Information supplied:
------------

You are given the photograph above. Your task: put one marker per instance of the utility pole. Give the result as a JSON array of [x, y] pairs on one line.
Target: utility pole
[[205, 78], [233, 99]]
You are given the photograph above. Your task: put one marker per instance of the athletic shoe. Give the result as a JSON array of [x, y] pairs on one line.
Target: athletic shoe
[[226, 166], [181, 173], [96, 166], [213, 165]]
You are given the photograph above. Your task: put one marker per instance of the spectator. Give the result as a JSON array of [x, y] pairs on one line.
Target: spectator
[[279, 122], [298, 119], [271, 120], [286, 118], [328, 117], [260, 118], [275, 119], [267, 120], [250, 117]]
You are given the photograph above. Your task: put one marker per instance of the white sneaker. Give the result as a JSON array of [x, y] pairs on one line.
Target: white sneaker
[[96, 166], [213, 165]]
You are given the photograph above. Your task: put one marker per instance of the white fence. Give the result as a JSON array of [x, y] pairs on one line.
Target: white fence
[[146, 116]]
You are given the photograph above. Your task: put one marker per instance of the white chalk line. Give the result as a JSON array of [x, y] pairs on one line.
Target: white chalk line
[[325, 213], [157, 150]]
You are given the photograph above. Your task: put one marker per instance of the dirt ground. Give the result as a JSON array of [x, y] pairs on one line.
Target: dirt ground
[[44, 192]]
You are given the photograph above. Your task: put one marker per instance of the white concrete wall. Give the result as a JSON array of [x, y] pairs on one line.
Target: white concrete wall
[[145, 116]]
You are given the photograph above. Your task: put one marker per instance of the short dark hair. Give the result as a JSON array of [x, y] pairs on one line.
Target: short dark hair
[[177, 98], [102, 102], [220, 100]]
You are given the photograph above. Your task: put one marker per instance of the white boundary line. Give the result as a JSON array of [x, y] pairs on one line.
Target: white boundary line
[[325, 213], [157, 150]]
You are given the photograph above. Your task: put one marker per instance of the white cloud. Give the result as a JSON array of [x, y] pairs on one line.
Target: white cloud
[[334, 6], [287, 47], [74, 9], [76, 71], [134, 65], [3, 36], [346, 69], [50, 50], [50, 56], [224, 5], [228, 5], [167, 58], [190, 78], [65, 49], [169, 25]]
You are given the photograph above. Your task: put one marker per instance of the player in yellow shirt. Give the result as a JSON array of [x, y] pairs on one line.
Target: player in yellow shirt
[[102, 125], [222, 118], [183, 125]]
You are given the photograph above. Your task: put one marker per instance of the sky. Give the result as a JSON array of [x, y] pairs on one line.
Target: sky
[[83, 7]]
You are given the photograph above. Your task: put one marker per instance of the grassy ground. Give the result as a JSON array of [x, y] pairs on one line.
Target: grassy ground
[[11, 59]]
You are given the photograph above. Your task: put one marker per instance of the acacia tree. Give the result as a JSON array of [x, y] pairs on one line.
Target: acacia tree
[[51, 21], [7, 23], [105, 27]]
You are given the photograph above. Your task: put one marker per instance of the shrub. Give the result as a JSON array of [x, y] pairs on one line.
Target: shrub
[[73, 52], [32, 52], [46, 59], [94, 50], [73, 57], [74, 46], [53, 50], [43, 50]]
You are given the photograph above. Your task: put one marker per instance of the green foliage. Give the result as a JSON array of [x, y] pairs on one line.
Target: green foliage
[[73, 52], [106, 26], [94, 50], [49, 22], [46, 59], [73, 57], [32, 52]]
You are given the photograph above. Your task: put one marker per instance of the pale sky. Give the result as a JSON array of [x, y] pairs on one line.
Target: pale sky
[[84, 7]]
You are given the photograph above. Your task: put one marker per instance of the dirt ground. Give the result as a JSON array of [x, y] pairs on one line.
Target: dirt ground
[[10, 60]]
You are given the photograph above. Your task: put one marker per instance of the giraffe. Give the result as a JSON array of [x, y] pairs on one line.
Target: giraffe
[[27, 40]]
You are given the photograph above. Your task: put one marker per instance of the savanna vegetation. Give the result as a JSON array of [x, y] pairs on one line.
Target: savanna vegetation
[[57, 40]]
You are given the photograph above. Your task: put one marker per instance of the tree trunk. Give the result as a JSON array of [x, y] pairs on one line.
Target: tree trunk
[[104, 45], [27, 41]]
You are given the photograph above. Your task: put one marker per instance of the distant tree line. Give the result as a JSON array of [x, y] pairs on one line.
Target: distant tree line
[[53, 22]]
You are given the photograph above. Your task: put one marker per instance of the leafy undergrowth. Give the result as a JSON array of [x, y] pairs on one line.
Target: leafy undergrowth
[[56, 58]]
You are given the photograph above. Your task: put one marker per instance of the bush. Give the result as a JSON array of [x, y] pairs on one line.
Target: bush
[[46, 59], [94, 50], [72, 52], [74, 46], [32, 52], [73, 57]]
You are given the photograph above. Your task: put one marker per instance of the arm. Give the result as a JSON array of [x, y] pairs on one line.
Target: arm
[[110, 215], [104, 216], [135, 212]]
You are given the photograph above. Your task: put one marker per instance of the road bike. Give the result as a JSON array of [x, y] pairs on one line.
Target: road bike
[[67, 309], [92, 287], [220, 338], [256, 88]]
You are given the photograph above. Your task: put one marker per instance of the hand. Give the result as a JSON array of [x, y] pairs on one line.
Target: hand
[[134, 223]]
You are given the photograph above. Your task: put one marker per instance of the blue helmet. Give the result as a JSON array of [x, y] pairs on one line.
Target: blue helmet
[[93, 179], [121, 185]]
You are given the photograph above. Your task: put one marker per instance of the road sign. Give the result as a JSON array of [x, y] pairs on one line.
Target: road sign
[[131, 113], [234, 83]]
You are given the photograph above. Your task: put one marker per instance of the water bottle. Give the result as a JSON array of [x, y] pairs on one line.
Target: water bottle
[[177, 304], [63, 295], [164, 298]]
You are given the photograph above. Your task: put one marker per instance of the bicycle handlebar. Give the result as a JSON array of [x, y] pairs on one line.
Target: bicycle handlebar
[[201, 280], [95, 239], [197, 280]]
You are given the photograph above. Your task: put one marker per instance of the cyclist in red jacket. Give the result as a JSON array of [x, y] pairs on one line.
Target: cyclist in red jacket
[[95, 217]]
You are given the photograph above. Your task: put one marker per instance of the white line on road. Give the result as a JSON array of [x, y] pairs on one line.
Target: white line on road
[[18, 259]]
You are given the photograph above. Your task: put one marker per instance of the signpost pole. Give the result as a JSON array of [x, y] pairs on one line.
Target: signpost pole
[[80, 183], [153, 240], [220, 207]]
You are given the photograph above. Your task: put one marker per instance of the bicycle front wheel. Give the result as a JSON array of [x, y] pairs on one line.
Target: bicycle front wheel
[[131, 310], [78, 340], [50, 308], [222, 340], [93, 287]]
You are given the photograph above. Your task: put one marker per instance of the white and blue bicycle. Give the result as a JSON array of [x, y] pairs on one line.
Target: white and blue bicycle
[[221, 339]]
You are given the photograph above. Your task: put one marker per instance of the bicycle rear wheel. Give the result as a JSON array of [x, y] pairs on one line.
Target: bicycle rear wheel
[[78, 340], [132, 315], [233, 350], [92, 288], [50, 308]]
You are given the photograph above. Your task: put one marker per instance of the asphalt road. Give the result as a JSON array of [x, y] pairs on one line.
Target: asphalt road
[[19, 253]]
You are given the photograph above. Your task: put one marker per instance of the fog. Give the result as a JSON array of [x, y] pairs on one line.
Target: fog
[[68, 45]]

------------

Exercise directions: Your answer must be an exact transcription of the lines from the one containing "of the signpost" through the last line of the records above, and nothing else.

Response to this exercise:
You are given the photograph above. Your task: put one marker per instance of the signpost pole. Give the result as a JSON array of [x, y] pairs on one line.
Target: signpost pole
[[80, 183], [153, 240], [220, 207]]
You are given the photograph above. Your task: put one marker per instance of the bicycle front wheel. Give the result as a JSON array of [x, y] pairs on one line.
Target: bicycle front wheel
[[131, 310], [78, 340], [50, 308], [222, 340], [93, 287]]
You are given the photograph above. Your task: put one marker per instance of the white and blue bicycle. Give the result as a JSON array of [x, y] pairs on one line.
Target: white and blue bicycle
[[221, 339]]
You are given the photograph above. Your task: put one marker per instance of the bicycle rear wheel. Give the result as a JSON array of [x, y] pairs on one line.
Target: bicycle rear wheel
[[78, 340], [132, 315], [233, 350], [92, 288], [50, 308]]
You are given the photograph above. Your task: put one marker per instance of the asphalt road. Give the result as a JSON array of [x, y] pairs on one line.
Target: asphalt road
[[19, 253]]
You are given the photograph above. Your task: put one marker per instance of the fog. Give the result as a JSON array of [x, y] pairs on one line.
Target: fog
[[68, 45]]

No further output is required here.